Source text.
++++

My brain is glitching. Sometimes I cannot speak the correct words. Sometimes I spend a lot of time on google, looking for a word when I type. They are not complex words. I might not remember what the room with the stove and refrigerator is called.
My body is glitching. Systems are slipping. This is the first chemo cycle that I have entered with a blood circumstance marked “Low” on the labs. All other cycles, they have been normal on Day 1. The tests are done the day before. The body has had two weeks to process the last cycle and “recover”.
Systems are slipping. Dry, cracked skin, lips, feet, private parts, ostomy parts. Bladder infection. Ostomy hernia pain. Sinus issues.
I get it now. I was definitely surprised at first, when it was “easy.” But now I understand the movies, the way chemotherapy is portrayed. They are picturing the end parts, either the death part, or the end of the set of cycles part. They are teaching us empathy for the worst, for the time when others are needed most, or have no chance to be close (because the person just has nothing left).
When I described my symptoms at the Cycle 10 appointment, I honestly thought that I wouldn’t be doing Chemotherapy that day. Too many symptoms, too much break down, no week of balance in Cycle 9.

++++

Records shown.
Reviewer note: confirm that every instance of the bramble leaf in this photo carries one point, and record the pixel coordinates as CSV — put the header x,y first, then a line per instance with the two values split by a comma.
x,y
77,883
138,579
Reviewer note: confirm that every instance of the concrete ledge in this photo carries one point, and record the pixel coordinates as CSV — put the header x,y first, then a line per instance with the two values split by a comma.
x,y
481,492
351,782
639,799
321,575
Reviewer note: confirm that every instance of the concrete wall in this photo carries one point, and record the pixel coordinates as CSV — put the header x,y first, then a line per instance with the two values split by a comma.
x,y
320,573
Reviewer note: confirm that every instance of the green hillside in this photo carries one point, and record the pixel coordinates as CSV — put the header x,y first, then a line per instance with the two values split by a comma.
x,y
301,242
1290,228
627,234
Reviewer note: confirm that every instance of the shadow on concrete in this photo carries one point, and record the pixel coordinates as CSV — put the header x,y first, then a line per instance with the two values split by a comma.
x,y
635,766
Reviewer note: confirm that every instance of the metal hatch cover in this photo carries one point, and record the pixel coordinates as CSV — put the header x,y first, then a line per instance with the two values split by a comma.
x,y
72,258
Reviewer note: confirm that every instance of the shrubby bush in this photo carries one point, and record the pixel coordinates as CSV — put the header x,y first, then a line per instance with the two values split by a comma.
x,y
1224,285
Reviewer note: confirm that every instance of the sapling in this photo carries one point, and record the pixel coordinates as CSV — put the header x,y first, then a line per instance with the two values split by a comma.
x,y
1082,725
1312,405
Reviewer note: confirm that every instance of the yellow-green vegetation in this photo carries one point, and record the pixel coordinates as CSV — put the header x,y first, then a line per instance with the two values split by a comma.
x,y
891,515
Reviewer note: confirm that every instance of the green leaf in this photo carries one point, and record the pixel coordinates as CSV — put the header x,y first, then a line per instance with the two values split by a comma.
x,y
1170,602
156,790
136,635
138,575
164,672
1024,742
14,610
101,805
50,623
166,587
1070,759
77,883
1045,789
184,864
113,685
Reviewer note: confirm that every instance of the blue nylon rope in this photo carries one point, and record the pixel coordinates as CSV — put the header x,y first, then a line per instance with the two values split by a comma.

++++

Work item. Pick up the personal account of going through chemotherapy above right after its last sentence and write the next part in the same voice.

Result of this exercise.
But I did not understand that this is “normal.” The further we go, the tougher it gets. The “quality versus quantity” equation is tested. Quality is observation. It was a week of harder, and a week of easier, and now there is no respite. Can consciousness bring awareness away from the deepest hardships? Do I have the ability to override the pain, to manage it with my mind and spirit? Can I forgive myself for crashing, for crying, for experiencing the depths of this process? Can I just be with it, flow with it?

The chemotherapy is not a cure, but a postponement. In the ANRP appointment, she implied that I would go directly into the next cycle. I haven’t seen Dr. Wilfong for a while. He doesn’t work on Tuesday, the day of my infusions. I just noticed that they have automatically scheduled a session 13, 14, and 15.
I did not agree to this. I did say to Nyasha that I thought I might be able to do a couple more, if the advantage was tremendous. But no one has spoken to me about any of it. And my body is pretty down, with this one to finish (I am hooked to the at home pump until tomorrow), and then process. And then another. Where will I be?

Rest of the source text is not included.